**** Provided passage

Planar Doppler velocimetry

Planar Doppler Velocimetry (PDV), also referred to as Doppler Global Velocimetry (DGV), determines flow velocity across a plane by measuring the Doppler shift in frequency of light scattered by particles contained in the flow. The Doppler shift, Δfd, is related to the fluid velocity. The relatively small frequency shift (order 1 GHz) is discriminated using an atomic or molecular vapor filter. This approach is conceptually similar to what is now known as Filtered Rayleigh Scattering (Miles and Lempert, 1990).


Up to now, a typical one-component PDV instrument utilizes a pulsed injection-seeded Nd:YAG laser, one or two scientific grade CCD cameras and a molecular iodine filter. The laser is used to illuminate a plane of the flow with narrow spectral linewidth light. The Doppler shifted scattered light is then split into two paths using a beamsplitter and imaged onto the camera(s). In this manner the absolute absorption of scattered light, as it passes through an iodine cell placed in one of the beam paths, is measured at every spatial location within the object plane. For scattering by relatively large (i.e. Mie scattering) particles, this absorption is a function of particle velocity alone. Accurate calibration and image mapping algorithms have been developed with the result that velocity accuracies of ~1–2 m/s are possible. More details concerning the history of PDV, the art of its application and recent advances can be found in comprehensive review articles by Elliott and Beutner (1999) and Samimy and Wernet (2000).

********

→ **Stated problem A**: Quote the section of the passage on planar Doppler velocimetry that opens with the words containing "Planar Doppler Velocimetry (PDV), also" and closes with "and Lempert, 1990).".
→ **Stated problem B**:
Answer these questions using the passage on planar Doppler velocimetry.
(i) What is the order of magnitude of the frequency shift that the vapor filter discriminates?
(ii) What type of laser does a typical one-component instrument use?
(iii) What velocity accuracies are possible?

**** Material supplied

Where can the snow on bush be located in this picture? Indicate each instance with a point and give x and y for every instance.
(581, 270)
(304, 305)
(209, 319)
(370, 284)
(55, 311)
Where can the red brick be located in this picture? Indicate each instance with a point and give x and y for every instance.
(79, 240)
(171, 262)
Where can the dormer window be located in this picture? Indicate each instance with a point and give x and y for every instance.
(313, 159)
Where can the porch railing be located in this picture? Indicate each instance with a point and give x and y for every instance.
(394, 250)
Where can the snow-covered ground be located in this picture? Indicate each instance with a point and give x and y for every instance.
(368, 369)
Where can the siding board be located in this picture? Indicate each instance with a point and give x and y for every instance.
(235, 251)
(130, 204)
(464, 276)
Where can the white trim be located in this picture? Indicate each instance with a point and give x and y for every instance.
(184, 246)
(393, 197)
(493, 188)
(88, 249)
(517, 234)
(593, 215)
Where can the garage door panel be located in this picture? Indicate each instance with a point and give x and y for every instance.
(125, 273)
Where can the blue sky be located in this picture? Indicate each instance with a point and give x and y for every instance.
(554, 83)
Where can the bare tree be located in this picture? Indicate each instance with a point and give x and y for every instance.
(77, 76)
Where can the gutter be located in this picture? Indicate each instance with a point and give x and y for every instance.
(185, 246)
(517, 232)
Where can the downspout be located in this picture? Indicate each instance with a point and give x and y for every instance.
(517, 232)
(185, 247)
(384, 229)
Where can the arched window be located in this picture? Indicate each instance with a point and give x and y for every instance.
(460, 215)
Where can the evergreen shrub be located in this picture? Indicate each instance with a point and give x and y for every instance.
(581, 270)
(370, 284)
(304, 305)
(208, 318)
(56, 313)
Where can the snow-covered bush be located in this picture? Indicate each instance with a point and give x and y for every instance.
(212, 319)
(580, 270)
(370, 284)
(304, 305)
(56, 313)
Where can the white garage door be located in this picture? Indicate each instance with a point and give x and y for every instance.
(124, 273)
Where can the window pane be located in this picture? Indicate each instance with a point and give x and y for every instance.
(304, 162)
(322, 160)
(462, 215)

********

→ **Exercise answer A**:
Planar Doppler Velocimetry (PDV), also referred to as Doppler Global Velocimetry (DGV), determines flow velocity across a plane by measuring the Doppler shift in frequency of light scattered by particles contained in the flow. The Doppler shift, Δfd, is related to the fluid velocity. The relatively small frequency shift (order 1 GHz) is discriminated using an atomic or molecular vapor filter. This approach is conceptually similar to what is now known as Filtered Rayleigh Scattering (Miles and Lempert, 1990).

→ **Exercise answer B**:
(i) About 1 GHz.
(ii) A pulsed injection-seeded Nd:YAG laser.
(iii) About 1–2 m/s.